__Problem description__
Pull out every line of the rows below that contains the string "instances". Case counts.

__Dataset entries__
******

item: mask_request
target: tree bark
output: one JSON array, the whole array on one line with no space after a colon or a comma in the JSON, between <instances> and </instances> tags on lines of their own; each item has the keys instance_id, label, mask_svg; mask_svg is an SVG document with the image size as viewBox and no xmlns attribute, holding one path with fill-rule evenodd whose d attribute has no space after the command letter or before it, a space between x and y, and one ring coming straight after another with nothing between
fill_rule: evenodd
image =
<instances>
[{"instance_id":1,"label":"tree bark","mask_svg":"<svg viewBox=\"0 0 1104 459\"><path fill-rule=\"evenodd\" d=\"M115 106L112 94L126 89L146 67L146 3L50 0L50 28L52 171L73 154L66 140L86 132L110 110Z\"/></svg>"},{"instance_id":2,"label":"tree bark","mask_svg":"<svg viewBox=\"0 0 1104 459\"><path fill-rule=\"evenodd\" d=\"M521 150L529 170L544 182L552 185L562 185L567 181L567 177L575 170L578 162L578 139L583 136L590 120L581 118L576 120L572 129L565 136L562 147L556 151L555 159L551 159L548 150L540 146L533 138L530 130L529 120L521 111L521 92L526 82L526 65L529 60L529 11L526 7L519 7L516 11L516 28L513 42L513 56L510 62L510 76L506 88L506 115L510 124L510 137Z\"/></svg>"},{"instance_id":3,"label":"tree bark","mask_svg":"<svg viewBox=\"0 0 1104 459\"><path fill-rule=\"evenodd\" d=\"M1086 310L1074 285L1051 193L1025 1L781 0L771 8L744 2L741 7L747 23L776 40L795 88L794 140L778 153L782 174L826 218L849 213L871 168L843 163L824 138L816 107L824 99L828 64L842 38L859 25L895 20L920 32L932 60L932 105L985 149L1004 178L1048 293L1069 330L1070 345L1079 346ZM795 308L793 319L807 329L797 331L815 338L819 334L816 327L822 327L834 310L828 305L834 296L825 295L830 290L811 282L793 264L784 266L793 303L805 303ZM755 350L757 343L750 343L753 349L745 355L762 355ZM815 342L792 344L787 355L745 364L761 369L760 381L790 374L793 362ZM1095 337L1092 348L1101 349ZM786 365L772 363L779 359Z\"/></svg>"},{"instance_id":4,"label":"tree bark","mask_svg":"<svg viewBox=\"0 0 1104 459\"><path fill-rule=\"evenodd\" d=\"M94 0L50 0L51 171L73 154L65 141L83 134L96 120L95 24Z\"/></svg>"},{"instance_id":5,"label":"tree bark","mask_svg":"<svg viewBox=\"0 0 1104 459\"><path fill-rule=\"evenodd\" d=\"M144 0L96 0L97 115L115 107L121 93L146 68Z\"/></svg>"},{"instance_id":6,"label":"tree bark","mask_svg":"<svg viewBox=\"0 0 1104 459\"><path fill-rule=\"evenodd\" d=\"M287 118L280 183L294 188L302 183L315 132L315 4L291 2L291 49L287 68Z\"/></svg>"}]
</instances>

******

__Answer to this problem__
output: one JSON array, the whole array on one line with no space after a colon or a comma in the JSON, between <instances> and </instances> tags on lines of their own; each item has the keys instance_id, label, mask_svg; mask_svg is an SVG document with the image size as viewBox and no xmlns attribute, holding one path with fill-rule evenodd whose d attribute has no space after the command letter or before it, a space between x and y, and one ring coming straight after another with nothing between
<instances>
</instances>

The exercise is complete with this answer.